• [Records for the exercise]:
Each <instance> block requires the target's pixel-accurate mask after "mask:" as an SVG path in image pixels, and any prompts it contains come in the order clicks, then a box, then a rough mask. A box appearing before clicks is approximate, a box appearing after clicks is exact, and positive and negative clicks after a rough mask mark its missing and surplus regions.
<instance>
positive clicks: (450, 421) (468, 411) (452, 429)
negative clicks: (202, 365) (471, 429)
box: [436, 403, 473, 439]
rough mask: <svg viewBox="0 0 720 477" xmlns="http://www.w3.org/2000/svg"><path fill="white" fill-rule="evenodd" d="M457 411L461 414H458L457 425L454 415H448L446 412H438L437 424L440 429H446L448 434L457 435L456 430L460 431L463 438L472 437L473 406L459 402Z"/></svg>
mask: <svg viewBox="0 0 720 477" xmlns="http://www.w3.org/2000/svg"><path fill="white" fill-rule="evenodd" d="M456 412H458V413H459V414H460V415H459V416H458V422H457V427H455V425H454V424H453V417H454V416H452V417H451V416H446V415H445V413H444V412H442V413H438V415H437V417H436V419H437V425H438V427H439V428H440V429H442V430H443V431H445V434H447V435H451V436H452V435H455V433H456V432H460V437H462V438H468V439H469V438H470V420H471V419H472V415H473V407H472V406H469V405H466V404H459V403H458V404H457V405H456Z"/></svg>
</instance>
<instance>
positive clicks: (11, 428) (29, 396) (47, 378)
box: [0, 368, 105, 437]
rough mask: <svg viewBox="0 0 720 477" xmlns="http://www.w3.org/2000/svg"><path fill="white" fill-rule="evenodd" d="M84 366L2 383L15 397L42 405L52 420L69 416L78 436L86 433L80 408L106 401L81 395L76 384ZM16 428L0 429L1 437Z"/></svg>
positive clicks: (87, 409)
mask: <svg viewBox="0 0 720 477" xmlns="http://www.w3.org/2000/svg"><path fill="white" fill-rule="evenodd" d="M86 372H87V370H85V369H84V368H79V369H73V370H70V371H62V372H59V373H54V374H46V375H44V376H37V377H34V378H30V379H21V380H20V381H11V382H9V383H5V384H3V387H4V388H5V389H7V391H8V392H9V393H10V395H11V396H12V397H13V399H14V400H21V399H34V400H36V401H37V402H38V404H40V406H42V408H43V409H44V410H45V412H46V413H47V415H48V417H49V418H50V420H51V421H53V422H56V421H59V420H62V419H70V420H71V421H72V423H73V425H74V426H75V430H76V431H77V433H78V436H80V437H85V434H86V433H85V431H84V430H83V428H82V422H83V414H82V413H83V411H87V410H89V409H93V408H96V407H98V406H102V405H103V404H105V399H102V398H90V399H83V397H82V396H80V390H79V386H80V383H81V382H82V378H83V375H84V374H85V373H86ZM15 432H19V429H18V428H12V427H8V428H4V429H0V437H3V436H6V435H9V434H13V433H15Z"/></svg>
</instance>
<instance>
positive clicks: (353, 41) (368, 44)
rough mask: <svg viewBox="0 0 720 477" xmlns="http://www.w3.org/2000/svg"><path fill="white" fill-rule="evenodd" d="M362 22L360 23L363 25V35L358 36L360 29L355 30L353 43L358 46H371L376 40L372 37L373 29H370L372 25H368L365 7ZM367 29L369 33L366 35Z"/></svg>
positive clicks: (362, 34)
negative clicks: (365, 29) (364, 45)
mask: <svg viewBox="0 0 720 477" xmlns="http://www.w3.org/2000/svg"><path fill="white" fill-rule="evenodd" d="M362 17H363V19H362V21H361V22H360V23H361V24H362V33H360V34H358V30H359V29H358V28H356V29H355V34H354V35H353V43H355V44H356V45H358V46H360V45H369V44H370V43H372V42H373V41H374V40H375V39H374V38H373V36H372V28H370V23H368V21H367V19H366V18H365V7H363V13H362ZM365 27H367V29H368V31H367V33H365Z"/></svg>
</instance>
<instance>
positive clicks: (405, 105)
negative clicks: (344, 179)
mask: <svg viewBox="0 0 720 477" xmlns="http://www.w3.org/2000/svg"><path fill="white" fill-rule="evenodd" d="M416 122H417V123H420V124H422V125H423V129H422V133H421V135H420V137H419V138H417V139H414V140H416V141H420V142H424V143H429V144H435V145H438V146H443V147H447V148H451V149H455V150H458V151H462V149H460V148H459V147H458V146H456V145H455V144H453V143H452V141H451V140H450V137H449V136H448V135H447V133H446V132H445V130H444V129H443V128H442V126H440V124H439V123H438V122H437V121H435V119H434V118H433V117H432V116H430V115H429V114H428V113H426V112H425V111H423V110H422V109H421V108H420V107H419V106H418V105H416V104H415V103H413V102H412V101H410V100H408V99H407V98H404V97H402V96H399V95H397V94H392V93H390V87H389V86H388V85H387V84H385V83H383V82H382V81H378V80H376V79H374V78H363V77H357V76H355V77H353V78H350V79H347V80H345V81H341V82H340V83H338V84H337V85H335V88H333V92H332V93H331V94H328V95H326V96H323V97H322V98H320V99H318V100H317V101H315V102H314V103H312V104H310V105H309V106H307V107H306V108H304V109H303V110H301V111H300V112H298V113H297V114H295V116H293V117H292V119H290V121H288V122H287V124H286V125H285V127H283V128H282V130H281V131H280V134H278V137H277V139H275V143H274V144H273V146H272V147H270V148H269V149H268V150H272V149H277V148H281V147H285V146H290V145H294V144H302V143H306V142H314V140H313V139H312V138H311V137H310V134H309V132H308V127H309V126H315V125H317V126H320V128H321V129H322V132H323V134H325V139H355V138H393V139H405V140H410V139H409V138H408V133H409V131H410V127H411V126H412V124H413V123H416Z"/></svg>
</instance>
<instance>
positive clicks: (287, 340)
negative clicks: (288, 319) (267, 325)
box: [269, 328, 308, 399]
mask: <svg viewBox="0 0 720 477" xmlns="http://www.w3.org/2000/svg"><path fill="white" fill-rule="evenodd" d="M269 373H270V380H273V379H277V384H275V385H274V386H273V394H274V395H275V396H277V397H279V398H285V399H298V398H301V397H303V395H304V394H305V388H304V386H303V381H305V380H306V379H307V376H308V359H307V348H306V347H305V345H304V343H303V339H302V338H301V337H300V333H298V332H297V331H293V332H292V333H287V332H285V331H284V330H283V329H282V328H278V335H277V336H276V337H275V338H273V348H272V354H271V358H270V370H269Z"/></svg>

• [Problem to work on]:
The answer should reproduce all of the data without any alteration.

• [Response to the task]:
Each <instance> block requires the target's pixel-accurate mask after "mask:" as an SVG path in image pixels, and any prompts it contains come in the order clicks, then a box, then a rough mask. A box appearing before clicks is approximate, a box appearing after clicks is exact, and positive and negative clicks after a rough mask mark its missing and surplus regions.
<instance>
positive clicks: (450, 421) (468, 411) (452, 429)
negative clicks: (202, 365) (471, 429)
box: [436, 403, 473, 439]
rough mask: <svg viewBox="0 0 720 477" xmlns="http://www.w3.org/2000/svg"><path fill="white" fill-rule="evenodd" d="M457 411L461 414H458L457 425L454 415H448L446 412H438L437 424L440 429H446L448 434L457 435L456 430L460 431L463 438L472 437L473 406L459 402Z"/></svg>
mask: <svg viewBox="0 0 720 477" xmlns="http://www.w3.org/2000/svg"><path fill="white" fill-rule="evenodd" d="M456 412H458V413H459V414H460V415H459V416H458V422H457V427H455V425H454V424H453V417H454V416H452V417H451V416H446V415H445V413H444V412H442V413H438V415H437V417H436V419H437V425H438V427H439V428H440V429H442V430H443V431H445V434H447V435H451V436H452V435H455V433H456V432H460V437H462V438H468V439H469V438H470V420H471V419H472V415H473V407H472V406H469V405H466V404H459V403H458V404H457V405H456Z"/></svg>
</instance>
<instance>
positive clicks: (11, 428) (29, 396) (47, 378)
box: [0, 368, 105, 437]
rough mask: <svg viewBox="0 0 720 477" xmlns="http://www.w3.org/2000/svg"><path fill="white" fill-rule="evenodd" d="M84 366L2 383L15 397L42 405L52 420L69 416L78 436L86 433L80 408L106 401L81 395L76 384ZM16 428L0 429L1 437Z"/></svg>
positive clicks: (87, 409)
mask: <svg viewBox="0 0 720 477" xmlns="http://www.w3.org/2000/svg"><path fill="white" fill-rule="evenodd" d="M86 372H87V370H85V369H84V368H79V369H73V370H70V371H62V372H59V373H54V374H46V375H44V376H37V377H34V378H30V379H21V380H20V381H11V382H9V383H5V384H3V387H4V388H5V389H7V391H8V392H9V393H10V395H11V396H12V397H13V399H14V400H21V399H34V400H36V401H37V402H38V404H40V406H42V408H43V409H44V410H45V412H46V413H47V415H48V417H49V418H50V420H51V421H53V422H56V421H59V420H62V419H70V420H71V421H72V423H73V425H74V426H75V430H76V431H77V433H78V436H80V437H85V434H86V433H85V431H84V430H83V428H82V422H83V414H82V413H83V411H87V410H89V409H93V408H96V407H98V406H102V405H103V404H105V399H102V398H90V399H83V397H82V396H80V390H79V386H80V383H81V382H82V378H83V375H84V374H85V373H86ZM15 432H19V429H18V428H12V427H8V428H4V429H0V437H3V436H6V435H9V434H13V433H15Z"/></svg>
</instance>
<instance>
positive clicks: (353, 41) (368, 44)
rough mask: <svg viewBox="0 0 720 477" xmlns="http://www.w3.org/2000/svg"><path fill="white" fill-rule="evenodd" d="M362 22L360 23L363 25V35L358 36L360 29L355 30L353 43L358 46H371L376 40L372 37L373 29H370L372 25H368L365 7ZM367 29L369 33L366 35Z"/></svg>
positive clicks: (362, 34)
negative clicks: (365, 29) (364, 45)
mask: <svg viewBox="0 0 720 477" xmlns="http://www.w3.org/2000/svg"><path fill="white" fill-rule="evenodd" d="M362 17H363V19H362V21H361V22H360V23H361V24H362V33H360V34H358V30H359V29H358V28H356V29H355V34H354V35H353V43H355V44H356V45H358V46H360V45H369V44H370V43H372V42H373V41H374V40H375V39H374V38H373V36H372V28H370V23H368V21H367V19H366V18H365V7H363V13H362ZM365 27H367V29H368V31H367V33H365Z"/></svg>
</instance>
<instance>
positive clicks: (405, 105)
negative clicks: (344, 179)
mask: <svg viewBox="0 0 720 477" xmlns="http://www.w3.org/2000/svg"><path fill="white" fill-rule="evenodd" d="M416 122H417V123H420V124H422V125H423V129H422V133H421V135H420V137H419V138H417V139H414V140H416V141H420V142H424V143H429V144H435V145H438V146H443V147H447V148H451V149H455V150H458V151H462V149H460V148H459V147H458V146H456V145H455V144H453V143H452V141H451V140H450V137H449V136H448V135H447V133H446V132H445V130H444V129H443V128H442V126H440V124H439V123H438V122H437V121H435V119H434V118H433V117H432V116H430V115H429V114H428V113H426V112H425V111H423V110H422V109H421V108H420V107H419V106H418V105H416V104H415V103H413V102H412V101H410V100H408V99H407V98H404V97H402V96H399V95H397V94H392V93H390V87H389V86H388V85H387V84H385V83H383V82H382V81H378V80H376V79H374V78H363V77H357V76H355V77H353V78H350V79H347V80H345V81H341V82H340V83H338V84H337V85H335V88H333V92H332V93H331V94H328V95H326V96H323V97H322V98H320V99H318V100H317V101H315V102H314V103H312V104H310V105H309V106H307V107H306V108H304V109H303V110H301V111H300V112H298V113H297V114H295V116H293V117H292V119H290V121H288V122H287V124H286V125H285V127H283V128H282V130H281V131H280V134H278V137H277V139H275V143H274V144H273V146H272V147H270V148H269V149H268V150H272V149H277V148H281V147H285V146H290V145H294V144H302V143H306V142H314V140H313V139H312V138H311V137H310V134H309V132H308V127H309V126H315V125H317V126H320V128H321V129H322V132H323V134H325V139H355V138H393V139H405V140H410V139H409V138H408V133H409V131H410V127H411V126H412V124H413V123H416Z"/></svg>
</instance>
<instance>
positive clicks: (287, 340)
negative clicks: (288, 319) (267, 325)
box: [269, 328, 308, 399]
mask: <svg viewBox="0 0 720 477" xmlns="http://www.w3.org/2000/svg"><path fill="white" fill-rule="evenodd" d="M269 373H270V380H273V379H277V384H275V385H274V386H273V394H274V395H275V396H277V397H279V398H285V399H298V398H301V397H303V395H304V394H305V388H304V386H303V381H305V380H306V379H307V376H308V359H307V348H306V347H305V345H304V343H303V339H302V338H301V337H300V333H298V332H297V331H293V332H292V333H287V332H285V331H284V330H283V329H282V328H278V335H277V336H276V337H275V338H273V348H272V354H271V358H270V370H269Z"/></svg>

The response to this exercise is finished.